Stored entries
>>>

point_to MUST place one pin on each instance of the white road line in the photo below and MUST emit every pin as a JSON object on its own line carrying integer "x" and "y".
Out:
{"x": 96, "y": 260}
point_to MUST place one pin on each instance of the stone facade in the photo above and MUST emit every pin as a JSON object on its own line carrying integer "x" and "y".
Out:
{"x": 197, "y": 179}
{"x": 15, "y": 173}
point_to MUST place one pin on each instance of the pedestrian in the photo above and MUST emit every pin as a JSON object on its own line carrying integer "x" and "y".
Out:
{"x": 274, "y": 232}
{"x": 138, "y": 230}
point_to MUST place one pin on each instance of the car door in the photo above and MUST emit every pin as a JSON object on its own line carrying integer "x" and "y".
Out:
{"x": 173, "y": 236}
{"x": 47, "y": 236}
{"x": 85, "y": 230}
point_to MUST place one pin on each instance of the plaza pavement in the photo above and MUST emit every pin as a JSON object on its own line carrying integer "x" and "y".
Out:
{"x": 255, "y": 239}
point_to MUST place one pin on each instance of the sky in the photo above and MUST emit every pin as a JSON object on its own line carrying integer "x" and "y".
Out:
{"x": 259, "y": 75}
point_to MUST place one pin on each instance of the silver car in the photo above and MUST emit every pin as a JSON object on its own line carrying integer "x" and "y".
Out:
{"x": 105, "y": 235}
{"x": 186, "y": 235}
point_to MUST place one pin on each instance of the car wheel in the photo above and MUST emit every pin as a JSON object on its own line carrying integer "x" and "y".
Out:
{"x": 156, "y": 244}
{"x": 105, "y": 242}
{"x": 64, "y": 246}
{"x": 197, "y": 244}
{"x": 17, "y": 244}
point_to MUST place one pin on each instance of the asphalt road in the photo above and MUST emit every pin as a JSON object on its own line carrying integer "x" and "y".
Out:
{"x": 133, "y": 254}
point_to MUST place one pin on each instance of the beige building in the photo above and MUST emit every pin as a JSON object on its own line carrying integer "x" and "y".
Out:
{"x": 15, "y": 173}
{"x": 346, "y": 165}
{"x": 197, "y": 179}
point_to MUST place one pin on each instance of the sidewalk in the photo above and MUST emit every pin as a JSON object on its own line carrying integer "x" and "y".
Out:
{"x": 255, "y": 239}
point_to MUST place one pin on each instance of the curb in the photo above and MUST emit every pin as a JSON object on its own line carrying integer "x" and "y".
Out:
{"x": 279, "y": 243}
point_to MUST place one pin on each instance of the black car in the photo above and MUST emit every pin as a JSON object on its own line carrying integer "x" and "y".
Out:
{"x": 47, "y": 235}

<<<

§ **Goal of the exercise**
Quote every one of the stored entries above word for word, each on its own line.

§ **Task result**
point_to MUST place one pin on each instance of the white road line in the photo below and MUST emit every pin as a JSON object on its own line carrying integer "x" and "y".
Out:
{"x": 96, "y": 260}
point_to MUST place one pin on each instance of the stone facade in the photo above and MUST emit every pin as a JSON object on its own line carrying integer "x" and "y".
Out:
{"x": 197, "y": 179}
{"x": 15, "y": 173}
point_to MUST place one pin on each instance of the pedestrian in the photo above and MUST emit every pin as a JSON object on its own line carrying integer "x" and "y".
Out:
{"x": 274, "y": 232}
{"x": 138, "y": 230}
point_to MUST place one pin on each instance of the car door in the photo above and MUST emit every pin as a JSON object on its own line carrying integer "x" and "y".
Out:
{"x": 173, "y": 236}
{"x": 47, "y": 236}
{"x": 85, "y": 230}
point_to MUST place one pin on each instance of the plaza pavement in the photo above and MUST emit every pin as a JSON object on its own line carrying integer "x" and "y".
Out:
{"x": 255, "y": 239}
point_to MUST place one pin on each instance of the sky in the photo above and MUST emit every pin as a JSON object on its own line carrying integer "x" and "y".
Out:
{"x": 259, "y": 75}
point_to MUST place one pin on each instance of the silver car in the photo above and MUST emit every pin as a JSON object on its own line carrying integer "x" and "y".
Out:
{"x": 105, "y": 235}
{"x": 186, "y": 235}
point_to MUST place one pin on each instance of the car wheel in the photo above and MUST emit every pin as a JSON object on its own line carrying integer "x" and "y".
Out:
{"x": 156, "y": 244}
{"x": 105, "y": 242}
{"x": 64, "y": 246}
{"x": 197, "y": 244}
{"x": 17, "y": 244}
point_to MUST place one pin on each instance of the asphalt road in the photo above and MUST emit every pin as a JSON object on its own line carrying integer "x" and "y".
Out:
{"x": 133, "y": 254}
point_to MUST place one pin on each instance of the beige building in the photo above and MUST emit every pin as a JSON object on its own line carrying integer "x" and "y".
Out:
{"x": 15, "y": 173}
{"x": 346, "y": 165}
{"x": 197, "y": 179}
point_to MUST place one pin on each instance of the sidewalk in the photo above and MUST emit every pin as a JSON object on its own line carrying integer "x" and "y".
Out:
{"x": 255, "y": 239}
point_to MUST place one pin on each instance of the curb in the photo above and MUST emit every pin as a JSON object on its own line carrying integer "x" and "y".
Out:
{"x": 279, "y": 243}
point_to MUST place one pin on each instance of the black car in the photo above and MUST emit every pin as a JSON object on its own line carrying integer "x" and "y".
Out:
{"x": 47, "y": 235}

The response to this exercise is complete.